Texte de lecture
-----
Les inégalités mondiales dans une perspective historique. Les changements décrits ci-dessus amènent la distribution des revenus relatifs en Eurasie au même point où elle était vers 1500. A l’époque, les revenus des régions les plus riches de Chine étaient assez similaires aux revenus dans les régions les plus riches d’Europe (les cités-Etats d’Italie, les Pays-Bas). Avant cela, il est probable que la vallée du Yangzi Jiang et les zones côtières de Chine aient eu des revenus légèrement supérieurs à ceux d’Europe. (…) Les écarts de revenus absolus étaient faibles. Ce fait est important pour mieux saisir que la période allant approximativement de 1800 à 2000, avec de larges écarts de revenus entre, d’une part, l’Europe (et l’Amérique du Nord) et, d’autre part, la Chine et l’Inde, constitue une anomalie historique.

La redistribution des positions relatives. Comme les pays asiatiques améliorent leurs positions relatives, de plus en plus de citoyens asiatiques (pas seulement les Chinois et les Indiens, mais aussi les citoyens de Thaïlande, d’Indonésie, du Vietnam, etc.) vont se retrouver parmi le quintile supérieur de la distribution mondiale. C’est un développement d’une importance historique, dans la mesure où le sommet de la répartition mondiale des revenus était, ces deux derniers siècles, peuplés essentiellement par les habitants d’Europe de l’Ouest, d’Amérique du Nord et du Japon. Le développement actuel provoque la plus grande redistribution des positions relatives des individus dans la répartition du revenu depuis la Révolution industrielle.

Un tel développement ne peut être négligé. Même si les écarts entre riches, classe moyenne et pauvres dans les pays développés ne se creusaient pas, ces trois groupes infranationaux vont appartenir à différentes parties de la distribution du revenu mondial. Les distributions occidentales, reflétées dans la répartition du revenu mondial, peuvent de plus en plus ressembler aux distributions latino-américaines. Les écarts de revenu peuvent ne pas être aussi larges, mais les positions mondiales relatives des différentes classes domestiques peuvent être substantiellement différentes.
-----
Données fournies
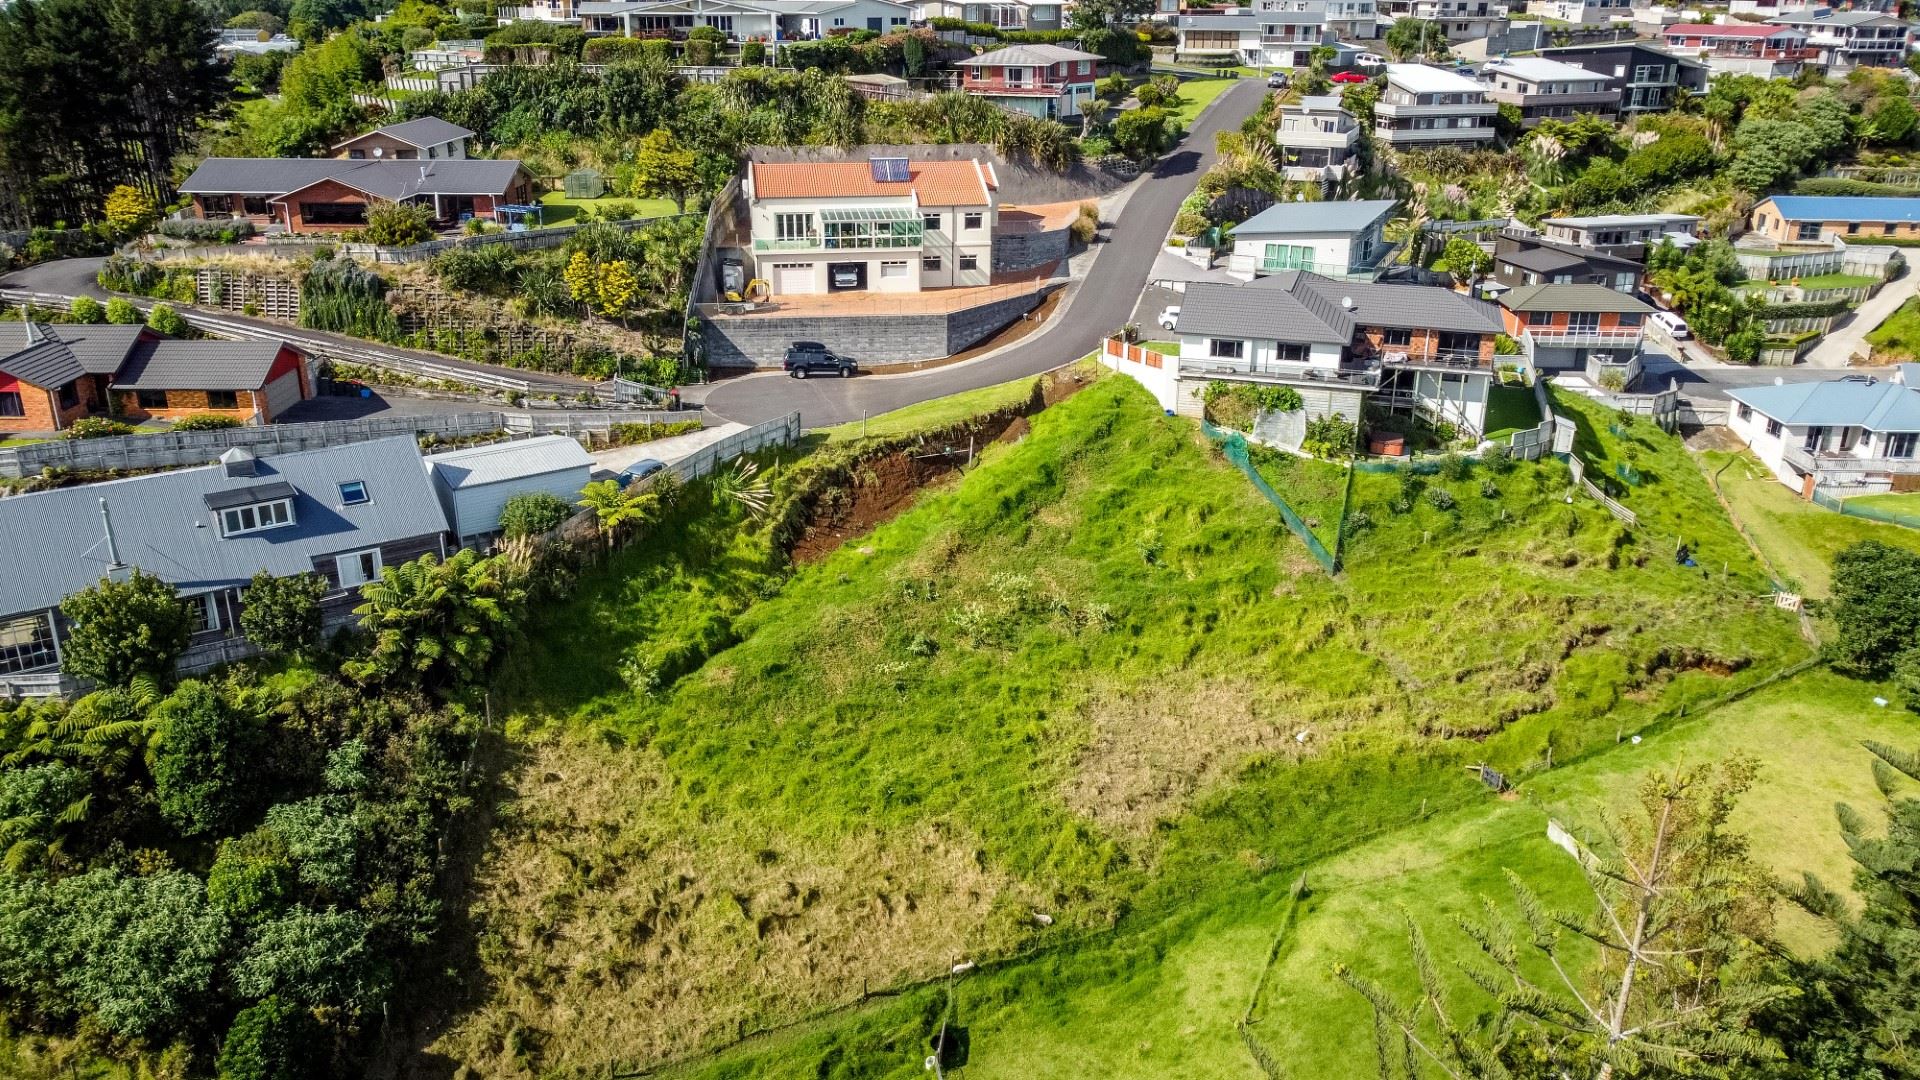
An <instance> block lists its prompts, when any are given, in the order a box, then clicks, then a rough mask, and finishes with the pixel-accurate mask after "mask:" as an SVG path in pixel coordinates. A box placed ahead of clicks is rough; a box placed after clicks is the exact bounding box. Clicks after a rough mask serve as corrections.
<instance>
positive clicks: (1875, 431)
-----
Questions de compréhension
1: Selon le texte sur les inégalités mondiales, quelles régions d'Europe avaient, vers 1500, des revenus assez similaires à ceux des régions les plus riches de Chine ?
2: Recopiez le passage du texte sur les inégalités mondiales qui va de « Un tel développement » à « être substantiellement différentes. ».

Réponses numérotées
1: Les cités-Etats d'Italie et les Pays-Bas.

2:
Un tel développement ne peut être négligé. Même si les écarts entre riches, classe moyenne et pauvres dans les pays développés ne se creusaient pas, ces trois groupes infranationaux vont appartenir à différentes parties de la distribution du revenu mondial. Les distributions occidentales, reflétées dans la répartition du revenu mondial, peuvent de plus en plus ressembler aux distributions latino-américaines. Les écarts de revenu peuvent ne pas être aussi larges, mais les positions mondiales relatives des différentes classes domestiques peuvent être substantiellement différentes.